● Texte source
<<<<
Du grand ensemble au solo dépouillé, le Ballet national de Marseille danse trois pièces de Tânia Carvalho, où la Portugaise remue la condition humaine. 

La première chose qui frappe ceux qui croisent Tânia Carvalho est son rire à répétition. Un rire qui vient de loin, presque exutoire, comme une chanteuse de Fado. La nouvelle vedette de la chorégraphie portugaise est en effet chanteuse, mais d’une tendance néo-baroque, entre Nina Hagen et Yma Sumac. Ses récitals, où elle s’accompagne au piano, sont remarquables. Dès son plus jeune âge, bien avant de se mettre à la danse, la Lisboète pratiquait la musique et le chant. À la fin des années 1990, dans sa période punk personnelle, elle co-fonda le collectif artistique Bomba suicida (c’était avant les premiers attentats islamistes en Europe), partageant son attitude rebelle avec entre autres une certaine Marlene Montero Freitas qui ne fait pas moins de vagues.
>>>>
● Consignes
A - Pouvez-vous extraire du texte sur Tânia Carvalho le passage qui commence à "La première chose" et se termine à "moins de vagues." ?
B - Sur quoi le texte sur Tânia Carvalho fonde-t-il la comparaison entre son rire et celui d'une chanteuse de Fado ?

● Entrées d'identification de lieux
<<<<
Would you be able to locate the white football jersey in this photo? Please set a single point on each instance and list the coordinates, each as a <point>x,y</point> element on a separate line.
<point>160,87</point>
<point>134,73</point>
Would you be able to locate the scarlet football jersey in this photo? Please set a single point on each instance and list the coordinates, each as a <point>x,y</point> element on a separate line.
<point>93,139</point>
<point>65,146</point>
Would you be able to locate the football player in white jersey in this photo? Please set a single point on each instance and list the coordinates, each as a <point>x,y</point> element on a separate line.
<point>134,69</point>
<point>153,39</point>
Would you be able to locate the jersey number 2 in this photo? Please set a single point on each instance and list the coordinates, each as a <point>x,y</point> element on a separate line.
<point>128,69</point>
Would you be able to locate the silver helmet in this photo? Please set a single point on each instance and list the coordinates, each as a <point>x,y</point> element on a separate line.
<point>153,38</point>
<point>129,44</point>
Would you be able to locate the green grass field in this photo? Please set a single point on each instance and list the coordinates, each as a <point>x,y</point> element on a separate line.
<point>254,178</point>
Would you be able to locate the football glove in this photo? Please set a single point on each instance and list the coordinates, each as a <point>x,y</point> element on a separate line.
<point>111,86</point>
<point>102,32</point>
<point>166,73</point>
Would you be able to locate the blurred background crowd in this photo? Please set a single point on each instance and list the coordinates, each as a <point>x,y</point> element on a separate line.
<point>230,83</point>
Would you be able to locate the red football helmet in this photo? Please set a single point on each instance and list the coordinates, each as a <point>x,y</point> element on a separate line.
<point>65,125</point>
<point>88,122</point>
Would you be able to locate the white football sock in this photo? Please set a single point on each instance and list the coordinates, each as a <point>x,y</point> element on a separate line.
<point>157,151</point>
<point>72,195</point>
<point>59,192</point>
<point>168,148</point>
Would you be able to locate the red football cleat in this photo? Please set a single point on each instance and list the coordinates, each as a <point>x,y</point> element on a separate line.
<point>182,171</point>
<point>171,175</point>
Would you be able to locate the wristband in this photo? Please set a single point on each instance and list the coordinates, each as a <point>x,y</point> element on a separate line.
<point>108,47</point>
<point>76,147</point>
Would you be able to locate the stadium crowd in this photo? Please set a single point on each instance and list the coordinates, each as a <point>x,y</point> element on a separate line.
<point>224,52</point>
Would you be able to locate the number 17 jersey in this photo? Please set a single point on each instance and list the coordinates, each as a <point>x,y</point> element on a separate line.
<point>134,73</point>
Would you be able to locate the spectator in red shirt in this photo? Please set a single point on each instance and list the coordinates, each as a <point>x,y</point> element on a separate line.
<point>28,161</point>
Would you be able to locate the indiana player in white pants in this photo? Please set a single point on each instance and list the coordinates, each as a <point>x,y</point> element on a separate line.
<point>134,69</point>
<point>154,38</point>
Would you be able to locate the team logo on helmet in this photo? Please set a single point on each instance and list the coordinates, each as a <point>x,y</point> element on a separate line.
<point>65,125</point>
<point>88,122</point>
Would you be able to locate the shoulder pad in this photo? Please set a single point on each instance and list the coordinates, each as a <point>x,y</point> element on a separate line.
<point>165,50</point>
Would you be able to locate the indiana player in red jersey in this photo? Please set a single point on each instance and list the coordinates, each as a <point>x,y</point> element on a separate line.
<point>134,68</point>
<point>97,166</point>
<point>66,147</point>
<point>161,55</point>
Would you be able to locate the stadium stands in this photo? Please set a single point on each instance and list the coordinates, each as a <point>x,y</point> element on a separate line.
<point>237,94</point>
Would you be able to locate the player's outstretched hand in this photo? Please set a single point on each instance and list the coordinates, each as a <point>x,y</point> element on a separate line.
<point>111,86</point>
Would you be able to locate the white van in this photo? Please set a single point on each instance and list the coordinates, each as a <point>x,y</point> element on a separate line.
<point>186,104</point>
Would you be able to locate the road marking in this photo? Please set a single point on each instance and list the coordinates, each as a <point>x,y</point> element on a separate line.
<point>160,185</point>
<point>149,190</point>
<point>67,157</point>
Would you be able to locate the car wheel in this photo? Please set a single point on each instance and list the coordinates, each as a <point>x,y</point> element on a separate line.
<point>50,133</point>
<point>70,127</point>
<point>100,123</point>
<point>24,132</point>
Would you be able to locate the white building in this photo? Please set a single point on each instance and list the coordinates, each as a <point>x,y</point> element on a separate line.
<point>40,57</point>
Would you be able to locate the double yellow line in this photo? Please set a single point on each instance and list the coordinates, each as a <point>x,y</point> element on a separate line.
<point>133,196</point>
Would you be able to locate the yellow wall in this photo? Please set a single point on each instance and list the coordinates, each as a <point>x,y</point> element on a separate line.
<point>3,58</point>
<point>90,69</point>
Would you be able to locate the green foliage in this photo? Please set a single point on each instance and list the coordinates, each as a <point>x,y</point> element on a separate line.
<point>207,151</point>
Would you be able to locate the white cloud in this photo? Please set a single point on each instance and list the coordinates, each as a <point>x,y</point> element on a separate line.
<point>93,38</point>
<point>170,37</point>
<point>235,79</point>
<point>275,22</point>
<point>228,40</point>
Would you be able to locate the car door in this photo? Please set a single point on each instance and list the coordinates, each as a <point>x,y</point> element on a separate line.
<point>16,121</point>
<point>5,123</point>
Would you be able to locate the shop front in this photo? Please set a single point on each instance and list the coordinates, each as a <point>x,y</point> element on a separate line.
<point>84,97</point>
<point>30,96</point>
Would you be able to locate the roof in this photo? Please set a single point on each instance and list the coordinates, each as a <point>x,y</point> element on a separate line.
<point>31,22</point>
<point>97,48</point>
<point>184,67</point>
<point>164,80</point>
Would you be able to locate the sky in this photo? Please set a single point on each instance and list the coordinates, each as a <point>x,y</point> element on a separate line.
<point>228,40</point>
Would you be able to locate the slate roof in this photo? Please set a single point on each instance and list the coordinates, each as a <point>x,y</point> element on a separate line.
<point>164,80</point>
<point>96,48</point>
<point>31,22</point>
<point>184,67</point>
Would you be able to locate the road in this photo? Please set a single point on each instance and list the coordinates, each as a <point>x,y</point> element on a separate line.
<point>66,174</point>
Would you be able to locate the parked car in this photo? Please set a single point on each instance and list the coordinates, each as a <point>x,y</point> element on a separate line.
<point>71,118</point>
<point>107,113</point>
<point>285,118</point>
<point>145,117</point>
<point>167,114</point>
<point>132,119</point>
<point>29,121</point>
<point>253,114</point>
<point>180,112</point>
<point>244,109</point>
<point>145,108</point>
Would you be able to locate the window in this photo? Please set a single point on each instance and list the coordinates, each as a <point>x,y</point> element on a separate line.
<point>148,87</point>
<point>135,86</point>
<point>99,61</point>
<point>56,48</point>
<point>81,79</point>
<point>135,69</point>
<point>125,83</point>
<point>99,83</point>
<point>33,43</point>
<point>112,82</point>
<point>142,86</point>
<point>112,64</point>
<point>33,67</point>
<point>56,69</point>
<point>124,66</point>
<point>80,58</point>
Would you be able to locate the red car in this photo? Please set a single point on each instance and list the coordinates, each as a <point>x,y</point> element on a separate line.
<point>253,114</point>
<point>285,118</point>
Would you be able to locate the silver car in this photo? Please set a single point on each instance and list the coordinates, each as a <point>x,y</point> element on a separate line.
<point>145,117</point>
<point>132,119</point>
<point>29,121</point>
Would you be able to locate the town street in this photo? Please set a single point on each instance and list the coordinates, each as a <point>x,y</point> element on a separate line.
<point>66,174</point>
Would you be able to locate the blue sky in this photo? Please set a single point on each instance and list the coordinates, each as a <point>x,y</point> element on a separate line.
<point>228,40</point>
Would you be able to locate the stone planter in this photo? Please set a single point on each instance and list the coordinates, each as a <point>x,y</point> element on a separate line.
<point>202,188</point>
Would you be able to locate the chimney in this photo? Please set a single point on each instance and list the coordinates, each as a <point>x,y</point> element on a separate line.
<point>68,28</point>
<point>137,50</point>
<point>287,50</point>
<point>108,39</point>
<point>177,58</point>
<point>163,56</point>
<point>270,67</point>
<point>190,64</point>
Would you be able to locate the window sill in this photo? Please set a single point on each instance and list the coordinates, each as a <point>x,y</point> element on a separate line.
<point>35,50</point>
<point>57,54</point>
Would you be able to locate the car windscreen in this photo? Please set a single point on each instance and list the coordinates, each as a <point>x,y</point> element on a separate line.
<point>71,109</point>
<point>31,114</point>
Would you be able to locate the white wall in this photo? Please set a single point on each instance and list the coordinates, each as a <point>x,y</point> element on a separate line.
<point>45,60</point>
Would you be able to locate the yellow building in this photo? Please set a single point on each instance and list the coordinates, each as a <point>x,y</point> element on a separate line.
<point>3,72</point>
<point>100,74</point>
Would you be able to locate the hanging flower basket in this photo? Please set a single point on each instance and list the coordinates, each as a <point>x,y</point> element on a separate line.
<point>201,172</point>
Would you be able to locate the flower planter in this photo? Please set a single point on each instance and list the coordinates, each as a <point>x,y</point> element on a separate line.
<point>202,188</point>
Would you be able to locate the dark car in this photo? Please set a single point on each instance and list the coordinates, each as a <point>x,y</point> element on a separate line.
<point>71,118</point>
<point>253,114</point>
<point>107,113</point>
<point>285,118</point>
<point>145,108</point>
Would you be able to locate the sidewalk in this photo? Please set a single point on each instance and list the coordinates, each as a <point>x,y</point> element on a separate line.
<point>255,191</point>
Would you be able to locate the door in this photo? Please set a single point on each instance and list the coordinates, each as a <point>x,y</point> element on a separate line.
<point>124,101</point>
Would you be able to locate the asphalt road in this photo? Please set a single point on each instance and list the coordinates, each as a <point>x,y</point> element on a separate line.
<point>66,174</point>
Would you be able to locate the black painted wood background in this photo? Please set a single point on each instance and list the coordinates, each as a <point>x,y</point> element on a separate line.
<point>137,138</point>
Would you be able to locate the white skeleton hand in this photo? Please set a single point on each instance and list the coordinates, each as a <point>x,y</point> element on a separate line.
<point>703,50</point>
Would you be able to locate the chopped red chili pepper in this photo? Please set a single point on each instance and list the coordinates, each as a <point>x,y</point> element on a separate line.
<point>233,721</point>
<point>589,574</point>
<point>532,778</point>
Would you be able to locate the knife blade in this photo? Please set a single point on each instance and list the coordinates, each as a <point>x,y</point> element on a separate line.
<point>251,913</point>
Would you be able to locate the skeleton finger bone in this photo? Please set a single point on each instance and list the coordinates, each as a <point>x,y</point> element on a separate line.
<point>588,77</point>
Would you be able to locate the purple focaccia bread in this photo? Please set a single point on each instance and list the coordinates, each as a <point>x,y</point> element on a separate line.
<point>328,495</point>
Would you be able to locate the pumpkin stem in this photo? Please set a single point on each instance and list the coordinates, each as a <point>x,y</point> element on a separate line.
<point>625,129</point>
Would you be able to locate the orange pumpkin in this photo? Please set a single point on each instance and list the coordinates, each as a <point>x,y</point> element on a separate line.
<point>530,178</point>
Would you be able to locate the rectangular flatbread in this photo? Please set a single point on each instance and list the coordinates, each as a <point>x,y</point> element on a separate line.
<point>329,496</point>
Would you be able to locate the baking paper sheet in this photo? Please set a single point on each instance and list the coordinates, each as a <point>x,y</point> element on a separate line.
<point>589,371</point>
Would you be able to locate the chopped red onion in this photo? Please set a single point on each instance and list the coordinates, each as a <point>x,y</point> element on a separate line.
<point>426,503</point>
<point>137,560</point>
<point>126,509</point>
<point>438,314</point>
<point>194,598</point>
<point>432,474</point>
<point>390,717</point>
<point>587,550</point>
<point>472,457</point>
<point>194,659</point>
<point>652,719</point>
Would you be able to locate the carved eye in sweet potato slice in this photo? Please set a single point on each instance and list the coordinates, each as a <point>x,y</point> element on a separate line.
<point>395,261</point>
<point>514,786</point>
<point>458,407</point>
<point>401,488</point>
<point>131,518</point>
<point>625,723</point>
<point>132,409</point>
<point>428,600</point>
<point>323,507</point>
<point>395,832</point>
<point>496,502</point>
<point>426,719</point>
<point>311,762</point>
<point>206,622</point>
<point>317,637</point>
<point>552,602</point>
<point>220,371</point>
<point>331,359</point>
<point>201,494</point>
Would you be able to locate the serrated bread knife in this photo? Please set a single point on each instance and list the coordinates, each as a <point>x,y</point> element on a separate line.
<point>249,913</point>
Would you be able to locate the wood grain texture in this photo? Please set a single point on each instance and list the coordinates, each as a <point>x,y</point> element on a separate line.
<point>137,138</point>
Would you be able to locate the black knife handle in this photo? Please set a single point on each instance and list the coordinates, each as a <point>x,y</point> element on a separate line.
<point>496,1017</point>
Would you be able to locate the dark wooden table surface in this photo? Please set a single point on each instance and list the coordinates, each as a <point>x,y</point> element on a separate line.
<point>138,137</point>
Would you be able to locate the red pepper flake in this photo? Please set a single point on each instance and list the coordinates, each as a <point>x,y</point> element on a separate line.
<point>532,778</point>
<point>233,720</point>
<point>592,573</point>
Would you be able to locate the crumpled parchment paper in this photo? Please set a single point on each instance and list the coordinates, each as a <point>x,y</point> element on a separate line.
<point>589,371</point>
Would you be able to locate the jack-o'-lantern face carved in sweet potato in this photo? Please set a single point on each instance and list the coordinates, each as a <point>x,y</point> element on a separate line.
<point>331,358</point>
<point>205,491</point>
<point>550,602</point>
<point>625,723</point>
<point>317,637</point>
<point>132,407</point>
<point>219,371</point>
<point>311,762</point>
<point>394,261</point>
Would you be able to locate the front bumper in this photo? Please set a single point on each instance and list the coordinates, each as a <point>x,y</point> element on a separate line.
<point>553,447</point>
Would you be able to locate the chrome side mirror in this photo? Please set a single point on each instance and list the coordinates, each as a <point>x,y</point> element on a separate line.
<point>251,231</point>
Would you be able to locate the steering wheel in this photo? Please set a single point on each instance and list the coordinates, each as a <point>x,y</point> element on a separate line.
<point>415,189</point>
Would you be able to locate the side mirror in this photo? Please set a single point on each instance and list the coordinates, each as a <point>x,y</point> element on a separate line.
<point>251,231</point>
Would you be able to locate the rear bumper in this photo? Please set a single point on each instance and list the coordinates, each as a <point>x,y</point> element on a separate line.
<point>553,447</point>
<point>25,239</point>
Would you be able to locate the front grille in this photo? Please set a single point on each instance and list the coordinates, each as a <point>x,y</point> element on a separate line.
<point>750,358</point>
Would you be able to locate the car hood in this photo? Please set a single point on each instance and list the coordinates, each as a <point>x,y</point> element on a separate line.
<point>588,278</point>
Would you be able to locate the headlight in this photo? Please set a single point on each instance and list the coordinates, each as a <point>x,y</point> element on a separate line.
>>>>
● Réponses détaillées
A -
La première chose qui frappe ceux qui croisent Tânia Carvalho est son rire à répétition. Un rire qui vient de loin, presque exutoire, comme une chanteuse de Fado. La nouvelle vedette de la chorégraphie portugaise est en effet chanteuse, mais d’une tendance néo-baroque, entre Nina Hagen et Yma Sumac. Ses récitals, où elle s’accompagne au piano, sont remarquables. Dès son plus jeune âge, bien avant de se mettre à la danse, la Lisboète pratiquait la musique et le chant. À la fin des années 1990, dans sa période punk personnelle, elle co-fonda le collectif artistique Bomba suicida (c’était avant les premiers attentats islamistes en Europe), partageant son attitude rebelle avec entre autres une certaine Marlene Montero Freitas qui ne fait pas moins de vagues.

B - Il s'appuie sur la nature de ce rire, qui vient de loin et paraît presque exutoire. Il ajoute que Tânia Carvalho est en effet chanteuse, mais dans une veine néo-baroque, entre Nina Hagen et Yma Sumac.